Data entries
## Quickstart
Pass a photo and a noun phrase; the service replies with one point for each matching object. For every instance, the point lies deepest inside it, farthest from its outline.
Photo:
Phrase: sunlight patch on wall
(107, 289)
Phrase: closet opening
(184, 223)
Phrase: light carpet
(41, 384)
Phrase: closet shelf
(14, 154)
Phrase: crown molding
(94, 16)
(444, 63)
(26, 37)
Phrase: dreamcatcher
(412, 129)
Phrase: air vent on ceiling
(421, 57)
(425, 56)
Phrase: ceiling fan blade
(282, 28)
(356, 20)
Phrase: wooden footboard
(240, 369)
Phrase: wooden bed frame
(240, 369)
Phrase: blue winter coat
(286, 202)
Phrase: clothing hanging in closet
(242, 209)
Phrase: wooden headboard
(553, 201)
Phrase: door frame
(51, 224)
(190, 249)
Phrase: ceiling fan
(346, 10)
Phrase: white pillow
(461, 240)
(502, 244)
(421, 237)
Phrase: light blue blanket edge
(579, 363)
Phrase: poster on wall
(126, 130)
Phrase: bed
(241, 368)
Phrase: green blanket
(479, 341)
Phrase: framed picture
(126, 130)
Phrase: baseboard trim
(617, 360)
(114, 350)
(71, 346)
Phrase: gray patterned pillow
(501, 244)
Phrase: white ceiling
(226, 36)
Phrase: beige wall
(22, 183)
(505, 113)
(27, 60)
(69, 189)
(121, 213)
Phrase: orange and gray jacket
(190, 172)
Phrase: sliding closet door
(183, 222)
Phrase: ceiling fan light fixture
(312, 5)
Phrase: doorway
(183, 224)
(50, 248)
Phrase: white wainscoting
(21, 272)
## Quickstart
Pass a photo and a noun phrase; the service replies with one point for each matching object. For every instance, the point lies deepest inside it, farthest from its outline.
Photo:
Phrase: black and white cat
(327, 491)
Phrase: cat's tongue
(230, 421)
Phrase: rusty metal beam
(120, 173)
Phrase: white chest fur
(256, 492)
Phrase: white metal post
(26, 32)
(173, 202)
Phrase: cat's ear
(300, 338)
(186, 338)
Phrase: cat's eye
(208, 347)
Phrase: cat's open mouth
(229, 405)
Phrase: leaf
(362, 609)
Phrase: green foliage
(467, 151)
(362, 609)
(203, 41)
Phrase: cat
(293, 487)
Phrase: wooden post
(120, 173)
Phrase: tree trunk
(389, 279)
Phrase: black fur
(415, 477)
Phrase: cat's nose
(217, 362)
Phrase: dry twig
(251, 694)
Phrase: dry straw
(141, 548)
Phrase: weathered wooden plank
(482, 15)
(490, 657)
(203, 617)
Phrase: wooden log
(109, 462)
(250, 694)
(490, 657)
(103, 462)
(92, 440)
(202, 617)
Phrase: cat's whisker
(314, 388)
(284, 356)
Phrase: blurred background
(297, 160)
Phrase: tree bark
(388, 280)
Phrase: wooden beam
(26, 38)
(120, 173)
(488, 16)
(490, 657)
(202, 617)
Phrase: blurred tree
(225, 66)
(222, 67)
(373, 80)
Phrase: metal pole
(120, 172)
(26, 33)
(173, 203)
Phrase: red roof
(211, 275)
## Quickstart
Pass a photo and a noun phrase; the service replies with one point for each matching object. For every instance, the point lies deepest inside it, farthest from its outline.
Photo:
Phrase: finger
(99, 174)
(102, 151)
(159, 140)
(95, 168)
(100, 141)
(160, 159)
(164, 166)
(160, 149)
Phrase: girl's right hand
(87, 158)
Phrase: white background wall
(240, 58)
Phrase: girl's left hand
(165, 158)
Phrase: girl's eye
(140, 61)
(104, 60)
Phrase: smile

◆ **Task to complete**
Reproduce each entry above exactly, keeping every word.

◆ **Written solution**
## Quickstart
Pass a photo and a noun phrase; the service replies with one point for each matching object. For every instance, the point lies deepest inside it, farthest from its outline.
Photo:
Phrase: sunlight patch on wall
(107, 289)
Phrase: closet opening
(184, 223)
Phrase: light carpet
(41, 384)
Phrase: closet shelf
(14, 154)
Phrase: crown molding
(94, 16)
(444, 63)
(26, 37)
Phrase: dreamcatcher
(412, 129)
Phrase: air vent on ceiling
(421, 57)
(425, 56)
Phrase: ceiling fan blade
(282, 28)
(356, 20)
Phrase: wooden footboard
(240, 369)
Phrase: wooden bed frame
(240, 369)
Phrase: blue winter coat
(286, 202)
Phrase: clothing hanging in closet
(242, 209)
Phrase: wooden headboard
(553, 201)
Phrase: door frame
(51, 224)
(190, 249)
Phrase: ceiling fan
(346, 10)
Phrase: white pillow
(461, 240)
(502, 244)
(421, 237)
Phrase: light blue blanket edge
(579, 363)
Phrase: poster on wall
(126, 130)
Phrase: bed
(241, 368)
Phrase: green blanket
(479, 341)
Phrase: framed picture
(126, 130)
Phrase: baseboard trim
(617, 360)
(114, 350)
(71, 346)
Phrase: gray patterned pillow
(501, 244)
Phrase: white ceiling
(226, 36)
Phrase: beige wall
(22, 183)
(505, 113)
(27, 60)
(69, 189)
(121, 213)
Phrase: orange and gray jacket
(190, 172)
Phrase: sliding closet door
(183, 222)
Phrase: ceiling fan light fixture
(312, 5)
Phrase: doorway
(183, 224)
(50, 248)
Phrase: white wainscoting
(21, 272)
## Quickstart
Pass a photo and a noun phrase; the service replies with one point for each matching object. For every instance, the point lies deepest inside it, farthest from its outline.
Photo:
Phrase: black and white cat
(327, 491)
Phrase: cat's tongue
(230, 421)
Phrase: rusty metal beam
(120, 173)
Phrase: white chest fur
(256, 492)
Phrase: white metal post
(26, 32)
(173, 202)
Phrase: cat's ear
(300, 338)
(186, 338)
Phrase: cat's eye
(208, 347)
Phrase: cat's open mouth
(229, 405)
Phrase: leaf
(362, 609)
Phrase: green foliage
(467, 151)
(362, 609)
(203, 41)
Phrase: cat
(293, 487)
Phrase: wooden post
(120, 173)
Phrase: tree trunk
(389, 279)
Phrase: black fur
(415, 477)
Phrase: cat's nose
(217, 362)
Phrase: dry twig
(251, 694)
Phrase: dry straw
(141, 548)
Phrase: weathered wooden plank
(482, 15)
(490, 657)
(203, 617)
Phrase: wooden log
(109, 462)
(250, 694)
(490, 657)
(103, 462)
(92, 440)
(202, 617)
Phrase: cat's whisker
(314, 388)
(284, 356)
Phrase: blurred background
(297, 160)
Phrase: tree bark
(388, 280)
Phrase: wooden beam
(26, 38)
(120, 173)
(488, 16)
(490, 657)
(202, 617)
Phrase: blurred tree
(225, 66)
(222, 67)
(373, 80)
Phrase: metal pole
(120, 172)
(26, 33)
(173, 203)
Phrase: red roof
(211, 275)
## Quickstart
Pass a photo and a noun phrase; the service replies with one point for each matching object. For every instance, the point lies deepest inside it, farthest from its outline.
Photo:
Phrase: finger
(99, 174)
(102, 151)
(159, 140)
(95, 168)
(100, 141)
(160, 159)
(164, 166)
(160, 149)
Phrase: girl's right hand
(87, 158)
Phrase: white background wall
(240, 58)
Phrase: girl's left hand
(165, 158)
Phrase: girl's eye
(140, 61)
(104, 60)
Phrase: smile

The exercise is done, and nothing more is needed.